- _Quoted text_
Name Type Description Default
embed_dim list[int]

Input embedding dimension for each input.

required
pool_scales tuple[int]

Pooling scales used in Pooling Pyramid Module applied on the last feature. Default: (1, 2, 3, 6).

(1, 2, 3, 6)
channels int

Channels used in the decoder. Defaults to 256.

256
align_corners bool

Wheter to align corners in rescaling. Defaults to True.

True
scale_modules bool

Whether to apply scale modules to the inputs. Needed for plain ViT. Defaults to False.

False
Source code in terratorch/models/decoders/upernet_decoder.py
def __init__(
    self,
    embed_dim: list[int],
    pool_scales: tuple[int] = (1, 2, 3, 6),
    channels: int = 256,
    align_corners: bool = True,  # noqa: FBT001, FBT002
    scale_modules: bool = False,
):
    """Constructor

    Args:
        embed_dim (list[int]): Input embedding dimension for each input.
        pool_scales (tuple[int], optional): Pooling scales used in Pooling Pyramid
            Module applied on the last feature. Default: (1, 2, 3, 6).
        channels (int, optional): Channels used in the decoder. Defaults to 256.
        align_corners (bool, optional): Wheter to align corners in rescaling. Defaults to True.
        scale_modules (bool, optional): Whether to apply scale modules to the inputs. Needed for plain ViT.
            Defaults to False.
    """
    super().__init__()
    if scale_modules:
        # TODO: remove scale_modules before v1?
        warnings.warn(
            "DeprecationWarning: scale_modules is deprecated and will be removed in future versions. "
            "Use LearnedInterpolateToPyramidal neck instead.",
            stacklevel=1,
        )

- _Parts of the exercise_
[1] Reproduce the passage of the UperNet decoder documentation from "scale_modules (bool, optional): Whether" up to and including "super().__init__()".
[2] Using the UperNet decoder documentation, answer the following:
(a) What is the default value of the channels parameter?
(b) For what kind of model are scale modules said to be needed?
(c) Which neck does the deprecation warning recommend using instead of scale_modules?
The data after this point is drawn from a separate source.

- _Material supplied_
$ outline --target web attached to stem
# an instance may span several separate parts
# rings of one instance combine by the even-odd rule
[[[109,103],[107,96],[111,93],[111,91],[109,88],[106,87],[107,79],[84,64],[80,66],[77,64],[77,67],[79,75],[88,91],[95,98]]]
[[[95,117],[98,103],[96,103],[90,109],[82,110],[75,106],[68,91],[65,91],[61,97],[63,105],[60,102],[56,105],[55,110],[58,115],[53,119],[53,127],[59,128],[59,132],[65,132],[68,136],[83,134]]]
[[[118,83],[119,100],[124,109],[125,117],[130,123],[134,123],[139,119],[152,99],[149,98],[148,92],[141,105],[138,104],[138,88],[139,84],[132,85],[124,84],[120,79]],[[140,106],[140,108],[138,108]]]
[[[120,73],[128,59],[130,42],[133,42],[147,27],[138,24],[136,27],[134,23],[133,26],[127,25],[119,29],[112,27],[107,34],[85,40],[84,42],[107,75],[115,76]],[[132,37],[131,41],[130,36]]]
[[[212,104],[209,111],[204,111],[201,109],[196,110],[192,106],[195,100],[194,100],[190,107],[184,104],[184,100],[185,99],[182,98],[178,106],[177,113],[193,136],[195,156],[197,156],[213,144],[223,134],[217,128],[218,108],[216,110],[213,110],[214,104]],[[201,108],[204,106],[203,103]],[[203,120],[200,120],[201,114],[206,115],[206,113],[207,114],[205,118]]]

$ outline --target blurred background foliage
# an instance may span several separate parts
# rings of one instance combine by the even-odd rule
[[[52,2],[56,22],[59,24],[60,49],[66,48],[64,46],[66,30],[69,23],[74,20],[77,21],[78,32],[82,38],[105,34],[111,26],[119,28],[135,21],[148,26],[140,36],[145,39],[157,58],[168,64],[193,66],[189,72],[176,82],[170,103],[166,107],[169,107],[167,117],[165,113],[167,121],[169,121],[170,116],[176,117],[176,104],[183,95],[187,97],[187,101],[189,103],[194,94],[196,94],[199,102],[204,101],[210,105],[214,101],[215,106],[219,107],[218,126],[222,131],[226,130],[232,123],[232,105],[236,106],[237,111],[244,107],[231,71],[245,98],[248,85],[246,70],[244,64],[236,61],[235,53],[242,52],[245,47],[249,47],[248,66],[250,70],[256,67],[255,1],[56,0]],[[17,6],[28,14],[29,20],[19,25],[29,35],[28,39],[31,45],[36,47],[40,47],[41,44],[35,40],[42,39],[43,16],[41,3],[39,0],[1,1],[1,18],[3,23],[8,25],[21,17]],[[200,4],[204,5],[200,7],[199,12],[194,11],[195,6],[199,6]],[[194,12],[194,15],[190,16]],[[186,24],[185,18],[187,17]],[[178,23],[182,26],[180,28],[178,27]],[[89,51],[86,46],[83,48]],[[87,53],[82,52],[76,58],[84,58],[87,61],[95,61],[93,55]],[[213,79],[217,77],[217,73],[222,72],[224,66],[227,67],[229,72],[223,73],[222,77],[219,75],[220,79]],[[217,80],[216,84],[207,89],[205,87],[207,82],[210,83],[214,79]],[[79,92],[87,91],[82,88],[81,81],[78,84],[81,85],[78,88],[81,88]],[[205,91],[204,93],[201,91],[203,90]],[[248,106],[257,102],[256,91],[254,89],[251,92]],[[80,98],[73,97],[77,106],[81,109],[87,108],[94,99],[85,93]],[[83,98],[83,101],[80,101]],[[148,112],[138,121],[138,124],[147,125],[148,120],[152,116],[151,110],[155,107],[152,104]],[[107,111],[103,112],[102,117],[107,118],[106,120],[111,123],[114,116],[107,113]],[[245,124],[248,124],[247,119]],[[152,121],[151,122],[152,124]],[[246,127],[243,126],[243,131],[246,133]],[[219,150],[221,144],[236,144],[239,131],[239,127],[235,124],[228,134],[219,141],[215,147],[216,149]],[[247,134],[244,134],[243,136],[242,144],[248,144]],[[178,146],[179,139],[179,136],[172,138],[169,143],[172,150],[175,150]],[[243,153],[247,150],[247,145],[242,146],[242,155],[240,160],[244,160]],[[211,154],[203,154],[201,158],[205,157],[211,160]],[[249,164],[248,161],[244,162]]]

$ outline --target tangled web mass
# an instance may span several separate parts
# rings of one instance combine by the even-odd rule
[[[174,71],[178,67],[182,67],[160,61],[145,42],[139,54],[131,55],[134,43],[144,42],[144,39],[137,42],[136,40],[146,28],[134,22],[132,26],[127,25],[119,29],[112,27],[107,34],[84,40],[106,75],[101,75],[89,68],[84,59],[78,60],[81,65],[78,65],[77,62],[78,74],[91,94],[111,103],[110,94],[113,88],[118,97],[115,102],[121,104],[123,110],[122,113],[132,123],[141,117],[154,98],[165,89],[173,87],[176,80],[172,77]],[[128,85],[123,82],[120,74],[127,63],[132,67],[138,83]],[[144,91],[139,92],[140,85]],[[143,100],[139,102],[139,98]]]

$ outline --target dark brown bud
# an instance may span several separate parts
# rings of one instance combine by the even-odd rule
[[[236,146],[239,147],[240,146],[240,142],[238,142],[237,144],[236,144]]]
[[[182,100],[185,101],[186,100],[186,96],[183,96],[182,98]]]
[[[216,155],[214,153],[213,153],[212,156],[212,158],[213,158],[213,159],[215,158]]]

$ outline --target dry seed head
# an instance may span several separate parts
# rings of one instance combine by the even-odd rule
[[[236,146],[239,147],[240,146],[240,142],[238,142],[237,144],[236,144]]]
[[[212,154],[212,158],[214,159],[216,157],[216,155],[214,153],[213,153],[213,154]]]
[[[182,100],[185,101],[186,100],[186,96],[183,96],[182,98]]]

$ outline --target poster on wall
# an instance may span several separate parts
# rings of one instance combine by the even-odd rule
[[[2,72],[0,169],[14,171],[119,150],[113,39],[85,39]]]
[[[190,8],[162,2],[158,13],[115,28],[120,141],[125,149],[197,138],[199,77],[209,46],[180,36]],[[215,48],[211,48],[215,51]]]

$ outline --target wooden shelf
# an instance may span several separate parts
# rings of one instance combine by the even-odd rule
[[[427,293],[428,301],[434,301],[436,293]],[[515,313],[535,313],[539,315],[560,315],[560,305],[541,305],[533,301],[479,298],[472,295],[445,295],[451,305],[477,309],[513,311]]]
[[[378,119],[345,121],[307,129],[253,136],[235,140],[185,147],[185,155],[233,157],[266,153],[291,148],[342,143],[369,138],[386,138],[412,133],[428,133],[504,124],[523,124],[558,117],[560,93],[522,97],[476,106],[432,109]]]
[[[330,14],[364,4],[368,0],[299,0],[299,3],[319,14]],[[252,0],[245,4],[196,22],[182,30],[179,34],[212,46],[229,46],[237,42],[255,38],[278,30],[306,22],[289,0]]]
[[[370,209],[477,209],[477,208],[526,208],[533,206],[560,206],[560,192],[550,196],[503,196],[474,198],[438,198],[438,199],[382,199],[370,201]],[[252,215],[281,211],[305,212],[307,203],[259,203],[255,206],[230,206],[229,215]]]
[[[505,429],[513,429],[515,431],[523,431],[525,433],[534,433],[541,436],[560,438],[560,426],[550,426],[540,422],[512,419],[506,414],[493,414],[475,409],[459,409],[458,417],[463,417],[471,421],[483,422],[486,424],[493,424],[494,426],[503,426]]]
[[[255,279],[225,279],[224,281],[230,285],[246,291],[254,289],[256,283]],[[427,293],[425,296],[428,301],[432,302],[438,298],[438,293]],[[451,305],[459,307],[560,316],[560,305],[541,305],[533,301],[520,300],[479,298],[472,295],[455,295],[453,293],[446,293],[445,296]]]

- _Solutions in order_
[1]
scale_modules (bool, optional): Whether to apply scale modules to the inputs. Needed for plain ViT.
            Defaults to False.
    """
    super().__init__()

[2]
(a) 256
(b) Plain ViT
(c) LearnedInterpolateToPyramidal